Items from a dataset
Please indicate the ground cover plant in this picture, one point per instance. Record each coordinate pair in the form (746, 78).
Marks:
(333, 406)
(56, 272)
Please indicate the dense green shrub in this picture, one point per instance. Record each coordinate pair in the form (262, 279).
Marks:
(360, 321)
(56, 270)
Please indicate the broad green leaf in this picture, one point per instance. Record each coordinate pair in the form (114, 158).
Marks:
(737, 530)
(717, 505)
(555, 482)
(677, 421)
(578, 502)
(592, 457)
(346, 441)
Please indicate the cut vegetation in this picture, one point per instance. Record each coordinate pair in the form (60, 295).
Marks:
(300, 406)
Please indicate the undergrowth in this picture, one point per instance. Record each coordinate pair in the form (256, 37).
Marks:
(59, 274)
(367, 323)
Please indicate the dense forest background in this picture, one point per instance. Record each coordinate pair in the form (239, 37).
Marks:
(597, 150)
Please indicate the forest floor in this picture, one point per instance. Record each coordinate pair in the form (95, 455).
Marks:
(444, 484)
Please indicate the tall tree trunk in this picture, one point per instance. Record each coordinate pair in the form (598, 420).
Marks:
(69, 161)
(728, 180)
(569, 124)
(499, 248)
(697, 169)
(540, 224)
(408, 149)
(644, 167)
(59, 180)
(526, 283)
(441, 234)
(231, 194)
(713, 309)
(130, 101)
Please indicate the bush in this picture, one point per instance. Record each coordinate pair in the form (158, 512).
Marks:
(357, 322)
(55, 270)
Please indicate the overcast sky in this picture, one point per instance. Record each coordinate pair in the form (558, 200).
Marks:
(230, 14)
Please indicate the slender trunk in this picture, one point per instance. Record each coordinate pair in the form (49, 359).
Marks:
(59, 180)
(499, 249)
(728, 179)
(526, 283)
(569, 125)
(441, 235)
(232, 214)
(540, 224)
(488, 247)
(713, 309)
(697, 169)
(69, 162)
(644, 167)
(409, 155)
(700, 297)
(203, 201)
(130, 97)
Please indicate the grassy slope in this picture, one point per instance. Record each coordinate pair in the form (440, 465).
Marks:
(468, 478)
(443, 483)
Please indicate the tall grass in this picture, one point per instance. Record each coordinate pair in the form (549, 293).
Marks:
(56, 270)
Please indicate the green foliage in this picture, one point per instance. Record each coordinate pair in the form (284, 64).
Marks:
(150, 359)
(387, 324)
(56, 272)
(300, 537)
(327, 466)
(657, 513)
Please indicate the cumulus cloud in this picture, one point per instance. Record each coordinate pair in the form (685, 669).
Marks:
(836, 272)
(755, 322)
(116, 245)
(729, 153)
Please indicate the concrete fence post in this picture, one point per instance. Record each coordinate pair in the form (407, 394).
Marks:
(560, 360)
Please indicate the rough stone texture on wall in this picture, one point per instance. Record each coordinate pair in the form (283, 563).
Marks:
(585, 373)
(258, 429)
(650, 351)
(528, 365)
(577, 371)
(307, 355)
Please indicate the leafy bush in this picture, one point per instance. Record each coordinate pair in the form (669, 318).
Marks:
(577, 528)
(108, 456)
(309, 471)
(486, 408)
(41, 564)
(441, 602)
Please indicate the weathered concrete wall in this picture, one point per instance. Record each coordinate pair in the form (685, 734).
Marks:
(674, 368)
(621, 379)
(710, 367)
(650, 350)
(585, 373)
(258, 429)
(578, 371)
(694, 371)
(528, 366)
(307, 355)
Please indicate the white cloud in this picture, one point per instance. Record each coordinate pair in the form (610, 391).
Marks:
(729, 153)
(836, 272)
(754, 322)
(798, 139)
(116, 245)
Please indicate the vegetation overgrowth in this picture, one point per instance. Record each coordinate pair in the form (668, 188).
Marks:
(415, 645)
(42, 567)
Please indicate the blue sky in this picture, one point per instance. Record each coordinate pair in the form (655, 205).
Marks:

■ Exercise aim
Copy all the rows above word for word.

■ Task solution
Please indicate the ground cover plant in this picture, one point per instance. Record each coordinate pair in the form (746, 78).
Marks:
(333, 406)
(56, 272)
Please indicate the dense green shrub in this picture, one point per instance. Record each coordinate pair in the form (262, 279).
Marks:
(360, 321)
(56, 270)
Please indicate the broad green leaf in this picture, one point per instance. Record each coordinate pair in the form (114, 158).
Marks:
(737, 530)
(717, 505)
(555, 482)
(677, 421)
(578, 502)
(592, 457)
(346, 441)
Please indicate the cut vegetation in this picture, one point per instance. Record each coordinate pair in the form (60, 295).
Marks:
(300, 406)
Please indicate the undergrowth in this picture, one point per instance. Record each coordinate pair in the form (256, 37).
Marks:
(59, 274)
(367, 323)
Please indicate the dense forest background in this picture, one point per instance. Record each coordinate pair in the form (239, 37).
Marks:
(597, 150)
Please indicate the forest floor in this picture, one point per instance. Record each coordinate pair in the form (95, 455).
Marks:
(444, 484)
Please indicate the tall tree trunk in this picture, one point per instance. Record each coordinate pair in the form (598, 420).
Marks:
(69, 161)
(728, 180)
(569, 124)
(499, 248)
(697, 169)
(540, 224)
(408, 149)
(644, 167)
(59, 180)
(526, 283)
(441, 234)
(231, 194)
(713, 309)
(130, 101)
Please indicate the bush in this picture, one point per instance. Record each coordinate pair in the form (158, 512).
Marks:
(357, 322)
(55, 270)
Please indicate the overcast sky in this picture, one point per instance. Record each coordinate pair in the form (558, 200).
Marks:
(230, 14)
Please indicate the slender trunk in this picture, one point per instance. Record each coordinate pair in the form (49, 359).
Marks:
(59, 180)
(499, 249)
(728, 179)
(526, 283)
(569, 125)
(441, 235)
(232, 214)
(540, 224)
(488, 247)
(713, 309)
(697, 169)
(69, 162)
(644, 167)
(409, 155)
(700, 297)
(203, 201)
(130, 97)
Please indicate the grassy slope in this picture, one point per instance. Record each coordinate pair in the form (440, 465).
Marks:
(468, 478)
(443, 483)
Please indicate the tall grass in this picture, one point per instance. Record each coordinate pair in the form (549, 293).
Marks:
(56, 270)
Please indicate the green foliage in this picture, one point per instance. Record each coordinate pair in the form (284, 64).
Marks:
(150, 359)
(387, 324)
(56, 272)
(300, 537)
(327, 466)
(657, 513)
Please indicate the cumulus cloud in this picture, one point per instance. Record each coordinate pair in the form (685, 669).
Marks:
(836, 272)
(755, 322)
(116, 245)
(729, 153)
Please indicate the concrete fence post in this picture, one point per instance. Record each coordinate pair in the form (407, 394).
Marks:
(560, 360)
Please indicate the rough stone texture on wall in this picture, one point per instance. Record each coordinate pair in the form (283, 563).
Marks:
(585, 373)
(258, 429)
(650, 351)
(528, 365)
(577, 371)
(307, 355)
Please indicate the leafy bush in this picture, one point per instance. Record each coordinate pair in the form (669, 318).
Marks:
(577, 528)
(108, 456)
(309, 471)
(486, 408)
(41, 564)
(441, 602)
Please indicate the weathered concrete wall in this picture, one point per instance. Record each coordinate pair in the form (685, 734).
Marks:
(674, 368)
(621, 379)
(710, 367)
(650, 350)
(585, 373)
(258, 429)
(578, 371)
(694, 371)
(528, 366)
(307, 355)
Please indicate the white cloud in this picture, one point per instance. Record each coordinate pair in the form (610, 391).
Marks:
(729, 153)
(836, 272)
(754, 322)
(798, 139)
(116, 245)
Please indicate the vegetation overgrowth in this picture, one point per instance. Record each coordinate pair in the form (668, 188).
Marks:
(415, 645)
(42, 567)
Please indicate the blue sky in this picture, one point per instance. Record each coordinate pair in the form (655, 205).
Marks:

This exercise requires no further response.